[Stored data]
☆ ☆ ☆ ☆

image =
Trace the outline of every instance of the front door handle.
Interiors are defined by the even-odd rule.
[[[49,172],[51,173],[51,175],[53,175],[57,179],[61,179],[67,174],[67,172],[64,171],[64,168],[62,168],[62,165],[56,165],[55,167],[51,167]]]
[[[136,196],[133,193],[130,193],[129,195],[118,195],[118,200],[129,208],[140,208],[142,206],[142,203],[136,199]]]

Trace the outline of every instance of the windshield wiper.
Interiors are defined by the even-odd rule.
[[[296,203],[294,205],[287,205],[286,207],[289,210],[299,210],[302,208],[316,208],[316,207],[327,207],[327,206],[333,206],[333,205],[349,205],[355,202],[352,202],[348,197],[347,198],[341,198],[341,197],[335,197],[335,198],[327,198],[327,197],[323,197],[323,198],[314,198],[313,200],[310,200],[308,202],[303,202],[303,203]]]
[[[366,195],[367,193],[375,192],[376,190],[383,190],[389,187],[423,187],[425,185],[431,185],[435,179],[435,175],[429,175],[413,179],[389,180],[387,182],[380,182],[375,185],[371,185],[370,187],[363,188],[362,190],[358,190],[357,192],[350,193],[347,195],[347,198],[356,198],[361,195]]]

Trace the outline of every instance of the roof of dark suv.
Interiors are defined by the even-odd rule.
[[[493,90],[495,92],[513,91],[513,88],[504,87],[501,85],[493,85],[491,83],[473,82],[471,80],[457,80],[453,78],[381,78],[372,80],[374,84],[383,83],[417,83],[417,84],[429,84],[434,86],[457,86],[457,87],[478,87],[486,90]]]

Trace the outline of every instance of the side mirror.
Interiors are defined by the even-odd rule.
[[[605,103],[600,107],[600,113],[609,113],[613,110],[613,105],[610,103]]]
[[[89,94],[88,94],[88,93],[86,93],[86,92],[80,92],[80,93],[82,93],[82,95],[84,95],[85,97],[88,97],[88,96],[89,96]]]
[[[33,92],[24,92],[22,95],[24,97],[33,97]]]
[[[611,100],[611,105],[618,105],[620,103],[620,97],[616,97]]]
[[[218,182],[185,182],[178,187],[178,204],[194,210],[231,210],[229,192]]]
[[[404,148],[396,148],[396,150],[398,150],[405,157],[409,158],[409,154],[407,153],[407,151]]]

☆ ☆ ☆ ☆

## PROBLEM TO SOLVE
Output only the lines from the line that contains "Trace the outline of every instance of the side" through the end of the entries, both included, exactly as they appear.

## REPLY
Trace the outline of every instance of the side mirror.
Interiors are defined by the even-odd rule.
[[[605,103],[600,107],[600,113],[609,113],[613,110],[613,105],[610,103]]]
[[[89,94],[88,94],[88,93],[86,93],[86,92],[80,92],[80,93],[82,93],[82,95],[84,95],[85,97],[88,97],[88,96],[89,96]]]
[[[33,92],[24,92],[22,95],[24,97],[33,97]]]
[[[611,100],[611,105],[618,105],[620,103],[620,97],[616,97]]]
[[[218,182],[185,182],[178,187],[178,204],[194,210],[231,210],[229,192]]]
[[[404,148],[396,148],[396,150],[398,150],[405,157],[409,158],[409,154],[407,153],[407,151]]]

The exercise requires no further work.